▶ Daftar Tugas:
#1 Menurut artikel, berapa besar pajak tempat tinggal yang ditarik setiap bulan?
#2 Tolong tuliskan kembali tanpa perubahan bagian artikel mulai dari "Sampai dengan tahun" sampai dengan "terutama perluasan kota.".

Tuan tanah memiliki kekuasaan untuk mengatur tanah dari penggunanya yang merupakan budak belian dan penduduk pribumi. Setelah perbudakan dihapus mereka menjadi petani milik tuan tanah, dan umumnya tuan tanah akan menentukan besar pajak yang harus dibayar.
Pajak yang ditarik pada waktu itu ada dua macam, yaitu pajak tempat tinggal dan pajak penggarap sawah hasil bumi. Untuk pajak tempat tinggal ditarik tiap bulan sebesar satu picis. Sedangkan untuk penghasilan dibagi tiga, dengan perincian petani penggarap 25%, tuan tanah 45%, dan mandor 30%, disamping itu penggarap masih harus memberikan sebagian hasil mereka pada mandor.
Sampai dengan tahun 1903, Batavia masih dibawah pemerintahan langsung atau terpusat (sentralisasi). Baru pada awal abad ke-20 tersebut diterapkan desentralisasi yang menandakan berkembangnya Batavia menjadi kota kolonial modern. Wujud penanganan baru ini dapat dilihat pada perbaikan dan pengaspalan jalan, perluasan penerangan jalan, pembangunan pasar-pasar baru, penyediaan air bersih, pembangunan terusan banjir (bandjir kanaal), dan terutama perluasan kota.
Untuk perluasan kota, kotapraja mulai membeli tanah dari kampung-kampung di dan sekitar Batavia, yang kemudian dijadikan hak milik pribadi. Pada mulanya penduduk kampung disingkirkan untuk menyediakan tempat bagi bangunan baru. Namun karena justru menimbulkan persoalan baru pemukiman penduduk di kampung-kampung, maka dilakukanlah upaya perbaikan kampung. Di bidang tanah yang baru dibeli, dibangun daerah pemukiman untuk berbagai kelompok yang datang. Untuk pendatang yang kurang mampu dibangun rumah-rumah lebih kecil dan berdempetan. Kemayoran, bersama dengan kampung-kampung seperti Petojo, Jatibaru, Cideng, Kramat, dan Tanah Tinggi ialah daerah yang dialokasikan untuk pendatang baru kelas menengah-bawah. Sedang untuk warga yang lebih berada. dibangun daerah Menteng dan Gondangdia yang mirip dengan kota kebun Belanda.
Berbagai pendatang yang tiba di Kemayoran ini diantaranya berasal dari golongan Indo (campuran Belanda dan Indonesia) yang tinggal di Jl. Garuda. Bahkan setelah PD II banyak bekas tentara Belanda menetap di Kemayoran. Sekitar tahun 1930-an, Kemayoran pun terkenal sebagai pemukiman kaum Indo-Belanda, sehingga muncul sebutan Belanda Kemayoran. Setelah Indonesia merdeka, gelombang pendatang kaum urban tiba di Kemayoran dan Jakarta dari berbagai daerah seperti Jawa Barat, Jawa Tengah, Sumatra, Kalimantan, NTT, dan NTB.
Hadirnya berbagai pendatang dengan latar belakang kebudayaan dan pendidikan yang berbeda membawa pengaruh positif terhadap penduduk Kemayoran. Semula para pendatang dipandang negatif karena anggapan berasal dari golongan orang susah. Namun dengan adanya komunikasi diantara mereka, anggapan tersebut mulai berubah. Bahkan penduduk asli mulai terpengaruh untuk bekerja keras demi kesejahteraan keluarganya.

▶ Kumpulan Materi:
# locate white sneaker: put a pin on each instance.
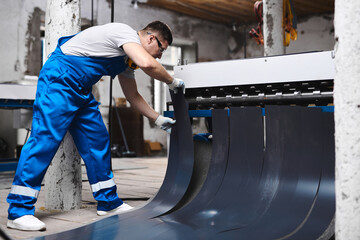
(120, 209)
(26, 223)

▶ Penyelesaian Soal:
#1 Satu picis.

#2
Sampai dengan tahun 1903, Batavia masih dibawah pemerintahan langsung atau terpusat (sentralisasi). Baru pada awal abad ke-20 tersebut diterapkan desentralisasi yang menandakan berkembangnya Batavia menjadi kota kolonial modern. Wujud penanganan baru ini dapat dilihat pada perbaikan dan pengaspalan jalan, perluasan penerangan jalan, pembangunan pasar-pasar baru, penyediaan air bersih, pembangunan terusan banjir (bandjir kanaal), dan terutama perluasan kota.